[Correction: The original version of this story incorrectly identified the creator of Facebook. The version below is correct.]
Last night, in what amounted to an online rebellion akin to ’60s-era war protests, nearly 100,000 college students banged on Facebook’s cyberspace door, railing against the “stalkerish” changes made late Monday to the popular college networking site.
No capital letter, exclamation or F-word was restrained in wall postings on students’ Facebook pages across the country as users ranted against the changes, which effectively make transparent the long-sacred (and secret) practice of compulsively checking the site of every person they’ve ever eyeballed across a classroom.
“It creeps the bejesus out of me,” said senior history and economics major Paola Luisi. “Big Brother would be proud.”
The moment an account holder accepts friend requests, joins or declines a group, edits their profile or writes on someone’s wall, a blurb appears right beneath the individual’s basic information, such as name, school and birthday, stating what he or she’s done and when he or she did it.
The site also offers a “Mini-feed,” which focuses on the actions of one person, displaying any profile changes or additions they make.
“I hate it,” junior marketing major Lindsey Schwalb said. “They put the news feed in the middle of the profile, so basically you see the person’s name and what they’ve done for the last five days. I think it’s very creepy and a lot more stalker-ish than it used to be.”
Facebook officials stand by the site’s new features, saying they fall in line with the website’s purpose. “It’s our goal to provide a tool that helps people understand what’s going on with the people around them; all of our additions and changes contribute towards this goal,” Facebook founder Mark Zuckerberg said last Wednesday in an online blog. “The new things we’re going to launch will do the same.”
Thousands of students feel Zuckerberg’s concept of “understanding” goes too far, calling it an invasion of privacy.

__Information shown__
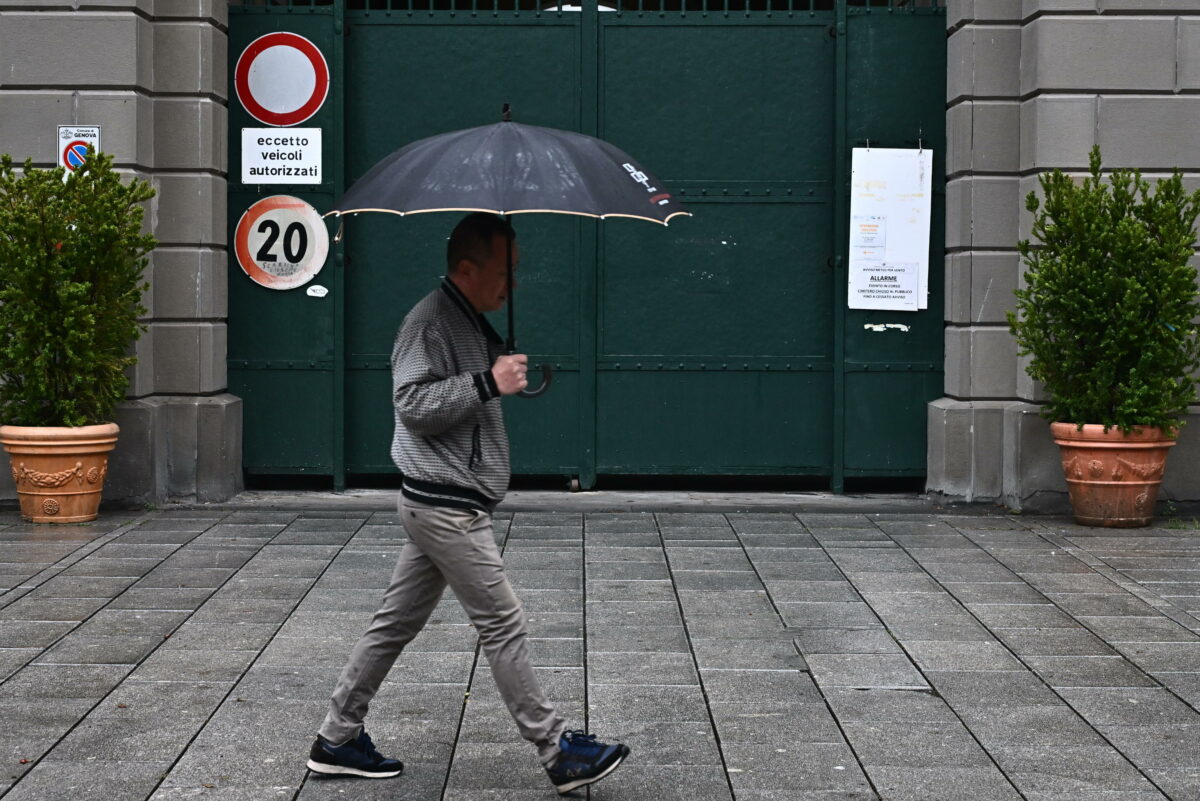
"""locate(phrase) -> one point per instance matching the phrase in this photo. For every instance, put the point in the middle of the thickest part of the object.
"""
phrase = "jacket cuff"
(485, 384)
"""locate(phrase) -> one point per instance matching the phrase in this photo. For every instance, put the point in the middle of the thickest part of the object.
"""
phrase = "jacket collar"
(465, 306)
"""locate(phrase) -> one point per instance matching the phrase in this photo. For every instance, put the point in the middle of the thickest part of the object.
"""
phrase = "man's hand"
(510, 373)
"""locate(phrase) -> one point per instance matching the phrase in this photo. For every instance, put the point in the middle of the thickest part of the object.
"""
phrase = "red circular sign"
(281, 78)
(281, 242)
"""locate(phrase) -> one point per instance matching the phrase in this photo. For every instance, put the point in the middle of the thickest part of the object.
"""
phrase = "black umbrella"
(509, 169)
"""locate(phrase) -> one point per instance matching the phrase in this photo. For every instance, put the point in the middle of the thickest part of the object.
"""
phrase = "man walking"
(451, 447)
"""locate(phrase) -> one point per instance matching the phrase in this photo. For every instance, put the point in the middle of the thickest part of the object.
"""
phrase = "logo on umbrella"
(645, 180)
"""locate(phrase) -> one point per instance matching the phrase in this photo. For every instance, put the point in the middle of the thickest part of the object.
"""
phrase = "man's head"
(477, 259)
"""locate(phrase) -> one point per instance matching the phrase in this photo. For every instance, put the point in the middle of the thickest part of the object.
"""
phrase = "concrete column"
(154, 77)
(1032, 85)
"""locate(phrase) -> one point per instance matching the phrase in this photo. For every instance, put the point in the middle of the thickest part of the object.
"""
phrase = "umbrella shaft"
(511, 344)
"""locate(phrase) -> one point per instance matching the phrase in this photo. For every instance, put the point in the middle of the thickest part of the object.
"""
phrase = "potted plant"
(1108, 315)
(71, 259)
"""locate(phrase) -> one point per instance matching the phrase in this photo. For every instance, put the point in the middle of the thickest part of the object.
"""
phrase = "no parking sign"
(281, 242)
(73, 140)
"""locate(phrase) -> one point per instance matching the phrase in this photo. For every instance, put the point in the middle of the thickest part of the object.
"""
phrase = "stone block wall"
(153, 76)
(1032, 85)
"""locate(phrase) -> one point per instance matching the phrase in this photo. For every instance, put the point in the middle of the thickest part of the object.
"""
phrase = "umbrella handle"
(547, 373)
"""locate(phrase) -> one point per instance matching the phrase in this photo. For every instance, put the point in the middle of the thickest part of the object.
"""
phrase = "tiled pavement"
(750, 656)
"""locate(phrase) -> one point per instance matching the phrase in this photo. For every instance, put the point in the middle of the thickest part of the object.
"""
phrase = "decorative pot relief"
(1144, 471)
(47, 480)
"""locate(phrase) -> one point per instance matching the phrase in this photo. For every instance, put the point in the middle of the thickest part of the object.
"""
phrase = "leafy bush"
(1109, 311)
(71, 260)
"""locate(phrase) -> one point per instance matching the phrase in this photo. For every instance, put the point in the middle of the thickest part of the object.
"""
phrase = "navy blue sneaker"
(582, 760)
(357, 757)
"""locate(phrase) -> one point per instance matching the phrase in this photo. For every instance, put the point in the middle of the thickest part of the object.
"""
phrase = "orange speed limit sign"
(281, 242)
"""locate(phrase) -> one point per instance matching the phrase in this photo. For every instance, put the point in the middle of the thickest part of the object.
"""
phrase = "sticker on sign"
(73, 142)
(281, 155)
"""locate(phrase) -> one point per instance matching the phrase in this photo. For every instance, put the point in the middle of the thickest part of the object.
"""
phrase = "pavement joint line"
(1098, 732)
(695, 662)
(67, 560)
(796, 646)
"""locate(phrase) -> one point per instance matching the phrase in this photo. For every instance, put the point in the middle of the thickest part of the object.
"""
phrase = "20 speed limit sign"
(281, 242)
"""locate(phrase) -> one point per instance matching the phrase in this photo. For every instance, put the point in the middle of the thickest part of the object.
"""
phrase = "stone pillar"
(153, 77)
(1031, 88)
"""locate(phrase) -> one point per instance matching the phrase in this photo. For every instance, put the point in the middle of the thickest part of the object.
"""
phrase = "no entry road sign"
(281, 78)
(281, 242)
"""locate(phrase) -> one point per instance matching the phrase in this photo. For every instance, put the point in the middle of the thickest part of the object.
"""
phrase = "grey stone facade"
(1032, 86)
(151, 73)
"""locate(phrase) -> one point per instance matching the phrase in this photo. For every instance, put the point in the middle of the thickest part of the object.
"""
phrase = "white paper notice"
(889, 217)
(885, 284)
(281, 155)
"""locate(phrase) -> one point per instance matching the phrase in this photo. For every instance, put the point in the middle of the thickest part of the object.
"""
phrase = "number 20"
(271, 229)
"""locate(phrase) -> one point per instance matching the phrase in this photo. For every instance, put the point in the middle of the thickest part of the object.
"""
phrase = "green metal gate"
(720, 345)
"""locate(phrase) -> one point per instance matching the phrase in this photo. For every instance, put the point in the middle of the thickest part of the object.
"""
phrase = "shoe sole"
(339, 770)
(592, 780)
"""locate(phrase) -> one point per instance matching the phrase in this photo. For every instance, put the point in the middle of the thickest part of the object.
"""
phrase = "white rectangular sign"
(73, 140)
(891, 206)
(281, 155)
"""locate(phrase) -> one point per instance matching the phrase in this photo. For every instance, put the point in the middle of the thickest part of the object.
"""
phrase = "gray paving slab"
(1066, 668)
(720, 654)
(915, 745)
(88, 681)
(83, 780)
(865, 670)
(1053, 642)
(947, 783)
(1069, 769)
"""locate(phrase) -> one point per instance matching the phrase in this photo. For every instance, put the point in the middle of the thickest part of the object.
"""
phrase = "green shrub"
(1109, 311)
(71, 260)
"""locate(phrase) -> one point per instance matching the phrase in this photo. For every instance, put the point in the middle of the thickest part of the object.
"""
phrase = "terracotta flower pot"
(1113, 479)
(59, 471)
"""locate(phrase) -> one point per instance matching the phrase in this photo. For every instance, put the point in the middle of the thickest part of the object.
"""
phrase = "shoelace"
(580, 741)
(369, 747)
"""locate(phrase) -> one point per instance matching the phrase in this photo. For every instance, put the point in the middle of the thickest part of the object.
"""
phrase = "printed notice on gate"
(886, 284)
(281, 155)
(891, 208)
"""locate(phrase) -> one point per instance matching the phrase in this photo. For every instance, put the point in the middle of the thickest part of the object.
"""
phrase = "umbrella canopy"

__Work item 1__
Decide whether each statement agrees with the article on Facebook's changes. Answer yes or no and quote the deciding words. (a) Nearly 100,000 college students protested the changes. (b) The Mini-feed shows the actions of many people at once. (c) Paola Luisi is a junior marketing major.
__Work item 2__
Carry the article on the student backlash against Facebook's new features forward from its final sentence, adding a few paragraphs in the same news style.

__Output 1__
(a) Yes: "nearly 100,000 college students banged on Facebook’s cyberspace door"
(b) No: "focuses on the actions of one person"
(c) No: "senior history and economics major Paola Luisi"

__Output 2__
“Since the school is so small and Facebook is used for stalking people, people can look at everything you do and a stranger can get to know you as well as a close friend – and that makes me uncomfortable,” said senior neurobiology and physiology major Sami Tannouri.
The student response has been unimaginable, with a legion of Facebook groups and thousands of blog entries popping up opposing the changes.
Groups like “Students against Facebook News Feed (Official Petition to Facebook)” have recruited nearly 100,000 students by Tuesday night.
“They kind of sprung a huge change on Facebook with no warning,” Tannouri said. “I haven’t heard anything really positive; it just raises privacy concerns and I think that was a bad move on Facebook’s part.”
Not all site users took negatively to the adjustments, however, and many said they really don’t change much about student’s secrecy.
“I believe that those who think that the new layout makes Facebook more user-friendly for stalkers don’t realize that this is all information that they could get anyway,” said freshman computer engineering major Seth Weinstein. “It just summarizes it. If people really want to keep their information safe, then they shouldn’t post it on Facebook at all.”
No matter what side of the issue one stands on, the only students benefitting from the site’s changes are the stalkers themselves, said sophomore psychology major Erica Zippert.
“I like knowing what everyone’s doing at times. It does the dirty work for you,”she said.